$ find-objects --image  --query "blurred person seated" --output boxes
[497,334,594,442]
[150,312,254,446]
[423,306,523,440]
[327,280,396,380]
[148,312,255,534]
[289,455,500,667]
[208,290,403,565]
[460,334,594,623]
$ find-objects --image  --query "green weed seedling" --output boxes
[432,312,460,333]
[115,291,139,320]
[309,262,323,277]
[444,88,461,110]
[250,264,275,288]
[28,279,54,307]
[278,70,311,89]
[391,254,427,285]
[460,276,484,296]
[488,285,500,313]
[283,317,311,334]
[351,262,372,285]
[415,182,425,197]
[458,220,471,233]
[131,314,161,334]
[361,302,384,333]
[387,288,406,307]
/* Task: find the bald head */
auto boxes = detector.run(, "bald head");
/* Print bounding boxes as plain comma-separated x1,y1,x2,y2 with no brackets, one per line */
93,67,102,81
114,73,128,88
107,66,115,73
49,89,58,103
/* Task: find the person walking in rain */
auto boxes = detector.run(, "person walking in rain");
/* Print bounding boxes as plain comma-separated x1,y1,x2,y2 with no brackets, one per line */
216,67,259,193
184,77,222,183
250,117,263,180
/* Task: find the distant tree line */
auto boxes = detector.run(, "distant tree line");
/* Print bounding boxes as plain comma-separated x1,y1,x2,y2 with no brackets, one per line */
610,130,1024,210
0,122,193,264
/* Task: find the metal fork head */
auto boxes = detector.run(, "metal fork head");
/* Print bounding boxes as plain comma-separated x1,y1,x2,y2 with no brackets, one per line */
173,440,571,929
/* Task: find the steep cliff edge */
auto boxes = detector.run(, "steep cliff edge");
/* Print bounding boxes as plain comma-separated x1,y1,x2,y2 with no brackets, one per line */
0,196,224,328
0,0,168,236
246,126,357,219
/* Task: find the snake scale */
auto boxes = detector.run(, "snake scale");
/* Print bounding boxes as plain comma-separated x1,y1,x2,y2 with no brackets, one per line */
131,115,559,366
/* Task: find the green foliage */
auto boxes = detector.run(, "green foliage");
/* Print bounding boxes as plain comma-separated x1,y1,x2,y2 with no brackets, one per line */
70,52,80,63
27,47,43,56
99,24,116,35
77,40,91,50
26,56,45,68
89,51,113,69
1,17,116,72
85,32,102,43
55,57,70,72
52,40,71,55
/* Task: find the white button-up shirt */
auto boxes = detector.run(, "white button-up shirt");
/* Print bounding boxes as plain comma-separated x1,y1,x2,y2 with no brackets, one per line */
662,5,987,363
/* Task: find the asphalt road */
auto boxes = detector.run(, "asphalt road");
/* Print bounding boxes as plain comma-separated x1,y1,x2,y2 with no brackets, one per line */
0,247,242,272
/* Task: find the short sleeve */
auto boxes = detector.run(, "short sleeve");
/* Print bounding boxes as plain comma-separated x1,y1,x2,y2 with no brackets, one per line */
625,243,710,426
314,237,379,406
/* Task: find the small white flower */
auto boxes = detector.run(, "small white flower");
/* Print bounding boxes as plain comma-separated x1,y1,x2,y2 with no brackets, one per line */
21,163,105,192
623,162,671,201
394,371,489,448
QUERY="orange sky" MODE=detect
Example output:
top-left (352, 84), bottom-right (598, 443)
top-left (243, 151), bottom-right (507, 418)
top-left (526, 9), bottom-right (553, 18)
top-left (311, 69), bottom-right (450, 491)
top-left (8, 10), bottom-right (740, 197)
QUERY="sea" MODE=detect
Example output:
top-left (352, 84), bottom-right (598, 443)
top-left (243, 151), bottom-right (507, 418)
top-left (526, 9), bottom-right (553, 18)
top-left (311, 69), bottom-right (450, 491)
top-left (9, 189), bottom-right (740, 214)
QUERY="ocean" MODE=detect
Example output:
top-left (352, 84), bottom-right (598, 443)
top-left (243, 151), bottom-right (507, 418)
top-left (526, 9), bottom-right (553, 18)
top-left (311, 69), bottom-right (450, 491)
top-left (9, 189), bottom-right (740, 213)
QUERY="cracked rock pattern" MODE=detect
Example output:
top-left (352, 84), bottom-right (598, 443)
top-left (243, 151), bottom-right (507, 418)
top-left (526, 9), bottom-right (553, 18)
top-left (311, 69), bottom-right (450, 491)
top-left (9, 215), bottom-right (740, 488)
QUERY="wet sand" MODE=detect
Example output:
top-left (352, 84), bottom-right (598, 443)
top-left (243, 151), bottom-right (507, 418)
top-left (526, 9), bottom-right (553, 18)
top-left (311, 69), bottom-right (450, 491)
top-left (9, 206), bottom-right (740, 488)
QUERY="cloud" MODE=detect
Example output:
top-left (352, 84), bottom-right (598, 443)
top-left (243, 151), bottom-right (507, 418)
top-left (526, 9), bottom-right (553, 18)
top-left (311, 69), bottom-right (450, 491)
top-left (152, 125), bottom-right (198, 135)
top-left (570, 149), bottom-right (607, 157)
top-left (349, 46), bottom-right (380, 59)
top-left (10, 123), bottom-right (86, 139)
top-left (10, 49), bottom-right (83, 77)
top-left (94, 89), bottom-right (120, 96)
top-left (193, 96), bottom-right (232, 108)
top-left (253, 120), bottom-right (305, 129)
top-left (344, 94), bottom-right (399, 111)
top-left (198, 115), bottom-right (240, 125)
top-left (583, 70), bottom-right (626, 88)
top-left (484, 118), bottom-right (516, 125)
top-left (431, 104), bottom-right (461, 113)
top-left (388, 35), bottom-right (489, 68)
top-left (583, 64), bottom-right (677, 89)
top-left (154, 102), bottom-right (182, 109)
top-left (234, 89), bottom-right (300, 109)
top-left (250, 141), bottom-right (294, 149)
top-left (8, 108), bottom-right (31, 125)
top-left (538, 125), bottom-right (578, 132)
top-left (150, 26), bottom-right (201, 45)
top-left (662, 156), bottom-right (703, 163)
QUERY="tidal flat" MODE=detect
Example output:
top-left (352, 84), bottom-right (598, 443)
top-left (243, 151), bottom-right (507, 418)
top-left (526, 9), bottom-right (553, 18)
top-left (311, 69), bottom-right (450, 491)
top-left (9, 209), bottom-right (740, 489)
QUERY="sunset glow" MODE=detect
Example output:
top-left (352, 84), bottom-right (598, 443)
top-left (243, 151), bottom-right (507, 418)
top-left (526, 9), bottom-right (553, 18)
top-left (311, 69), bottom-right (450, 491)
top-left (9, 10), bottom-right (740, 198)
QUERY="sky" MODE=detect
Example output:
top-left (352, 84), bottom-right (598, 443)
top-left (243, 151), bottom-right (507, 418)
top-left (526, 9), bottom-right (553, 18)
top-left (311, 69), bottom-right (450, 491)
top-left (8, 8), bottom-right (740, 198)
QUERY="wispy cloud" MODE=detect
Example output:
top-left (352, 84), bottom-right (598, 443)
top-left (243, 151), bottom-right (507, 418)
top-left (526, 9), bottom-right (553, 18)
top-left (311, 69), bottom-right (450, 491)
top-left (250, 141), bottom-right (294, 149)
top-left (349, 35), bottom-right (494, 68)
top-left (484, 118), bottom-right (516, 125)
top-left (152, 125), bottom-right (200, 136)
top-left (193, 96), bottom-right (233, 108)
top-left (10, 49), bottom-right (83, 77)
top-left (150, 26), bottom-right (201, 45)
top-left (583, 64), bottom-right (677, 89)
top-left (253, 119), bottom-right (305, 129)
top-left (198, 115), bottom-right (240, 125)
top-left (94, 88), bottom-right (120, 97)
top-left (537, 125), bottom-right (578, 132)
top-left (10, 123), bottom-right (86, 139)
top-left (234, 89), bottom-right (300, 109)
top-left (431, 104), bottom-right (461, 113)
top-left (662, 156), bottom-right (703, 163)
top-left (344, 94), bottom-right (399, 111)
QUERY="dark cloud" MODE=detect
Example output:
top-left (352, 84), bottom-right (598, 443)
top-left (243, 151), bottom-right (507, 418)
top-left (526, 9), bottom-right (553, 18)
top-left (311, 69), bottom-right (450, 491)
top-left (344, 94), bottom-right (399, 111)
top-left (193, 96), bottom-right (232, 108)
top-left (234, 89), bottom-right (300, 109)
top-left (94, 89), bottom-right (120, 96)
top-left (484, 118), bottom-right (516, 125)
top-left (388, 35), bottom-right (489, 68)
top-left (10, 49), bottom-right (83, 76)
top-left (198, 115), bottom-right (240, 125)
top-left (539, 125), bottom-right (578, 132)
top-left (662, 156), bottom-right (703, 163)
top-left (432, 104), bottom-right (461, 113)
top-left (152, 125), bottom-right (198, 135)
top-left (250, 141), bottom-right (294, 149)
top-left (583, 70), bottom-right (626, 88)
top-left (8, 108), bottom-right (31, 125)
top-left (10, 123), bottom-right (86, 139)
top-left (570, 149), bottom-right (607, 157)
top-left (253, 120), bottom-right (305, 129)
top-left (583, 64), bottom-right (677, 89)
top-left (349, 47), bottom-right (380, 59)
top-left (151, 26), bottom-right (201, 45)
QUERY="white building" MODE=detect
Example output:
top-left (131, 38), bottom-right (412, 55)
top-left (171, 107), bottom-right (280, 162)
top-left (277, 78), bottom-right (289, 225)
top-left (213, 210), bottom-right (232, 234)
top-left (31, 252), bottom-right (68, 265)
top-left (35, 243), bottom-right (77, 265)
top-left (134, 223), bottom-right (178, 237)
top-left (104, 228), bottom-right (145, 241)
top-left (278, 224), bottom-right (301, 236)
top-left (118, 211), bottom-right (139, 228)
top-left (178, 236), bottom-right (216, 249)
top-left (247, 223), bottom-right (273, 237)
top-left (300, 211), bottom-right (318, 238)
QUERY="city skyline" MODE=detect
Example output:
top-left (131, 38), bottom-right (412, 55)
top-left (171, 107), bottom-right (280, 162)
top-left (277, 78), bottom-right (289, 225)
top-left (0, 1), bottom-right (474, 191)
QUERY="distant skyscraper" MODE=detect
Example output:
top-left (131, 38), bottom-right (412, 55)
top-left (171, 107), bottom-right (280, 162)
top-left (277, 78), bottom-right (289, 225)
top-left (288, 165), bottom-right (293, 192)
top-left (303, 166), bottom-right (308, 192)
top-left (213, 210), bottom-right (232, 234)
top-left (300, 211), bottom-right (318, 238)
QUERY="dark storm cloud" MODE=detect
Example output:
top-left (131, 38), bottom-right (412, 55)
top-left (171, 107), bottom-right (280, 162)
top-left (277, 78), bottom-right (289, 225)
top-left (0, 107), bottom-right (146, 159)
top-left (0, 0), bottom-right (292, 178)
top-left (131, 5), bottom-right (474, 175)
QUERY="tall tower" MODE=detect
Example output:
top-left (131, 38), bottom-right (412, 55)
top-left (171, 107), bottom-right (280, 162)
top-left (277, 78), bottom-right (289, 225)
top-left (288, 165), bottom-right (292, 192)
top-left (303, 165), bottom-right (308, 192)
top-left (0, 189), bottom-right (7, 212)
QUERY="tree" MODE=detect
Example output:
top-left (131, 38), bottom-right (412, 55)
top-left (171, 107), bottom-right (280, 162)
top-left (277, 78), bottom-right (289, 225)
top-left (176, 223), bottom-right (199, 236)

---+---

### Aim of the task
Quote everything from the start of the data down to the line containing "250,117,263,180", word for word and including both ends.

### Expected answer
$ find-objects --image  --query "blurred person seated" --output boxes
[497,334,594,442]
[150,312,254,446]
[423,306,523,440]
[327,280,396,380]
[148,312,255,534]
[289,455,500,667]
[208,290,403,565]
[460,334,594,623]
$ find-objects --image  --query "green weed seedling" --output boxes
[432,312,460,333]
[115,291,139,320]
[309,262,323,277]
[444,88,461,110]
[250,264,275,288]
[28,279,54,307]
[278,70,311,89]
[391,254,427,285]
[460,276,484,296]
[488,285,500,313]
[283,317,311,334]
[351,262,372,285]
[415,182,425,197]
[458,220,471,233]
[131,314,161,334]
[361,302,384,333]
[387,288,406,307]
/* Task: find the bald head */
auto boxes = detector.run(, "bald head");
/* Print bounding boxes as plain comma-separated x1,y1,x2,y2 with no brackets, one per line */
93,67,102,81
114,73,128,88
107,66,115,73
49,89,58,103
/* Task: find the person walking in rain */
auto boxes = detector.run(, "person walking in rain");
/* Print bounding boxes as plain comma-separated x1,y1,x2,y2 with no brackets, one per line */
216,67,259,193
184,77,222,183
250,117,263,180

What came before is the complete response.